What the task requires
Reproduce word for word every line of the material from the one containing "instance of the sky" through the final line, both ends included.

Source material
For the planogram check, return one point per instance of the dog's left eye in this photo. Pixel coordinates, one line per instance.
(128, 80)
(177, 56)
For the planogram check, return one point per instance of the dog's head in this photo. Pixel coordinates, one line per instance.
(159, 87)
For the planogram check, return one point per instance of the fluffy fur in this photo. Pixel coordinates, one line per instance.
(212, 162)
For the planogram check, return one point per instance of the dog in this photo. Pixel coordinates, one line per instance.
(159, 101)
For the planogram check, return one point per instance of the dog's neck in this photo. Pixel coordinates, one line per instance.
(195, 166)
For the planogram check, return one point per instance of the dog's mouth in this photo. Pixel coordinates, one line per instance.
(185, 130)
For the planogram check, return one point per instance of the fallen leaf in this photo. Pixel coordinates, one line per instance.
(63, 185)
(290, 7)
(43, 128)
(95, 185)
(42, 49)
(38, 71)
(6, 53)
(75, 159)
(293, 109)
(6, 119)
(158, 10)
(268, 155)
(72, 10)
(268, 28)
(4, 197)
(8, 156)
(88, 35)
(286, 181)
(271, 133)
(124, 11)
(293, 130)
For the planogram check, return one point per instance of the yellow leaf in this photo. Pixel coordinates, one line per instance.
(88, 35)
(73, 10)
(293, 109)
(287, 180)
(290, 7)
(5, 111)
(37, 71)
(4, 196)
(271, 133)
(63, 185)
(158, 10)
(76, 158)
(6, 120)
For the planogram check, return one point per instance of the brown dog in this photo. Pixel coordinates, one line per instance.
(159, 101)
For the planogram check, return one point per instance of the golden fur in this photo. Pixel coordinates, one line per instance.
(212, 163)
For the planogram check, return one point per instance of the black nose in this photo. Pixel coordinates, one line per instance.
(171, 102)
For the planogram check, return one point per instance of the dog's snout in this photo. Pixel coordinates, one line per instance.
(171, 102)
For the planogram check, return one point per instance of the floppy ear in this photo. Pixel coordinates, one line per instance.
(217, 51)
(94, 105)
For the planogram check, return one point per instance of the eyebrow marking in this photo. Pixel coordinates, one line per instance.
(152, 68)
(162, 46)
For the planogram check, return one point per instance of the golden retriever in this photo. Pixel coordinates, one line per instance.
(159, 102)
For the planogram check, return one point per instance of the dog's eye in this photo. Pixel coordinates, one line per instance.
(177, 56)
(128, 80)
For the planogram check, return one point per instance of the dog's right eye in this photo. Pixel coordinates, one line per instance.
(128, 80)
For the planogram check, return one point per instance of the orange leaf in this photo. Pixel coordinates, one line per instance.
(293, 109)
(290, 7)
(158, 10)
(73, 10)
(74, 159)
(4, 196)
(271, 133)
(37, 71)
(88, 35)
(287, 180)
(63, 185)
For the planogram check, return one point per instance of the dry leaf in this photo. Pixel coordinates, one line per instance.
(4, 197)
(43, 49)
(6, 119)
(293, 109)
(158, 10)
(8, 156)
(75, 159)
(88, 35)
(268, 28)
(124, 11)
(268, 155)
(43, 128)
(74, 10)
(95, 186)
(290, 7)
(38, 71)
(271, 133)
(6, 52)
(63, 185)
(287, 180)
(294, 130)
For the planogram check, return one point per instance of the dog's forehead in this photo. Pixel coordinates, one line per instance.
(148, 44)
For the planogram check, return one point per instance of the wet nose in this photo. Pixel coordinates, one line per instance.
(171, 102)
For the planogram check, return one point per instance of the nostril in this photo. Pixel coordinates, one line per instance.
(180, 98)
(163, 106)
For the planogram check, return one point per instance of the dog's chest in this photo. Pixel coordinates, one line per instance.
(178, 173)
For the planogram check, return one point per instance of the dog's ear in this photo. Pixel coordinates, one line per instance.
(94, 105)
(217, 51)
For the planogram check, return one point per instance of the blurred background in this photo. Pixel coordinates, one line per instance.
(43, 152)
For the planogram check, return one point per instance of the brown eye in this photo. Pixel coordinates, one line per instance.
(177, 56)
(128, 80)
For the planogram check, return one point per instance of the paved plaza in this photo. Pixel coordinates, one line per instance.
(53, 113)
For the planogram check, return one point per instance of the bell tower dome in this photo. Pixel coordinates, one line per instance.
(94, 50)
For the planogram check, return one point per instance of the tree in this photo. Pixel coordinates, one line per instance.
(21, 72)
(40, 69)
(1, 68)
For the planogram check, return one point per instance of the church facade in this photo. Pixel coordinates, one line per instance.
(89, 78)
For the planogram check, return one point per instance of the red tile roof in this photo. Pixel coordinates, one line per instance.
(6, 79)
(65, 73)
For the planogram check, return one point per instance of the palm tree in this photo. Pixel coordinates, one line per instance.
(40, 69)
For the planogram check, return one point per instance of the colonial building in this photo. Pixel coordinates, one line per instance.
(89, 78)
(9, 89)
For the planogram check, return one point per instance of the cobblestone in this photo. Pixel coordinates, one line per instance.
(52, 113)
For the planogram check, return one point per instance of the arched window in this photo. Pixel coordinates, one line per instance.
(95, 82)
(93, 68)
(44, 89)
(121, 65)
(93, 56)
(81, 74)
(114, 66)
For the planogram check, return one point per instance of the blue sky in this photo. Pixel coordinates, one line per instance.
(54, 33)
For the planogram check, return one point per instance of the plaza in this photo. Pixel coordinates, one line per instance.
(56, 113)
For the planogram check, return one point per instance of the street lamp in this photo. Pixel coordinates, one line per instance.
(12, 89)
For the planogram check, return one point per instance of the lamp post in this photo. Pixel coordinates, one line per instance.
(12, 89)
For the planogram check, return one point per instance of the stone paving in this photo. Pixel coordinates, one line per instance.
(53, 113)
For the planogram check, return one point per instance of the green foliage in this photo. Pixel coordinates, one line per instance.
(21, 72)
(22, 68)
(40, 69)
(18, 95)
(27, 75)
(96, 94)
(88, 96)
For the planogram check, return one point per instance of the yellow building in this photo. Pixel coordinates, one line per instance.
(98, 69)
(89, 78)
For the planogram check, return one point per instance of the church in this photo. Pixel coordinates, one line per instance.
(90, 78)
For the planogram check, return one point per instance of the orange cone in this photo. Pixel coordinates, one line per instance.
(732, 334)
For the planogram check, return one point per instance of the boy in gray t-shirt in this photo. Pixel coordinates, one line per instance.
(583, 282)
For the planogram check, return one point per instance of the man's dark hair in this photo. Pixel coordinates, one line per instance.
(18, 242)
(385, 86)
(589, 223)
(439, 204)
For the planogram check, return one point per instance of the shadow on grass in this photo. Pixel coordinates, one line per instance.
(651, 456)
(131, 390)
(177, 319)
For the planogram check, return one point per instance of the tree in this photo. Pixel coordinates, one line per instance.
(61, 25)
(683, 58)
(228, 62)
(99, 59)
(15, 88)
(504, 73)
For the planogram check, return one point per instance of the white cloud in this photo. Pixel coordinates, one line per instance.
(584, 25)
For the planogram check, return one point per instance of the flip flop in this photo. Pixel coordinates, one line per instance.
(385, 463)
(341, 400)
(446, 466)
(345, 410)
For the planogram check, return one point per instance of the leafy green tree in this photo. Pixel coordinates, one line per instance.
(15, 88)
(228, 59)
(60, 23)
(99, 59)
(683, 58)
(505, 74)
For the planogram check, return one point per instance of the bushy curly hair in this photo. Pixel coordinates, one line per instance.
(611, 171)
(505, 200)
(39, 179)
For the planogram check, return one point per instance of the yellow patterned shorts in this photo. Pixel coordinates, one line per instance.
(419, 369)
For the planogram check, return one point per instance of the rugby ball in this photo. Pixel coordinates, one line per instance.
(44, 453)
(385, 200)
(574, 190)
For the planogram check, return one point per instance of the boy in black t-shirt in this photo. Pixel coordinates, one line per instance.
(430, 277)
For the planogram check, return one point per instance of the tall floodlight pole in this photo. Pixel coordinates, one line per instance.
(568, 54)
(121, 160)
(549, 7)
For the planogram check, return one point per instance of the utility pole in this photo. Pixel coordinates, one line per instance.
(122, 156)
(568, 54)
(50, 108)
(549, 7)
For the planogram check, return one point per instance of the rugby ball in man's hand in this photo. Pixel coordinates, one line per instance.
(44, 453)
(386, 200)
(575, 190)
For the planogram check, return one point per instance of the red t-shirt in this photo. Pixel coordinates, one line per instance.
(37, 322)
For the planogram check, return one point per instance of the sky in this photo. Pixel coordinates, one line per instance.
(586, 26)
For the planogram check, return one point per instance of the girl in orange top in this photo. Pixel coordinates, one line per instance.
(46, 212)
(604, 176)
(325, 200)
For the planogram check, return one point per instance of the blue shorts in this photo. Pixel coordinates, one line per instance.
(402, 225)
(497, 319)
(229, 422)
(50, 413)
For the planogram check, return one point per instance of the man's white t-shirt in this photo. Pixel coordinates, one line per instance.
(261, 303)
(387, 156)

Answer to this exercise
For the planogram check, return one point per instance of the sky in this photo. Pixel coordinates, one line per instance.
(586, 26)
For the planogram check, return one point per instance of the girl in orange top in this photo. Pixel coordinates, one line per instance.
(46, 212)
(604, 176)
(325, 200)
For the planogram check, return one point per instance of the blue shorts in this photo. Pixel coordinates, one line per instance.
(402, 225)
(497, 319)
(229, 422)
(50, 413)
For the planogram check, return one point per instance of the man's white t-shirt in this photo. Pixel coordinates, one line per instance.
(261, 303)
(387, 156)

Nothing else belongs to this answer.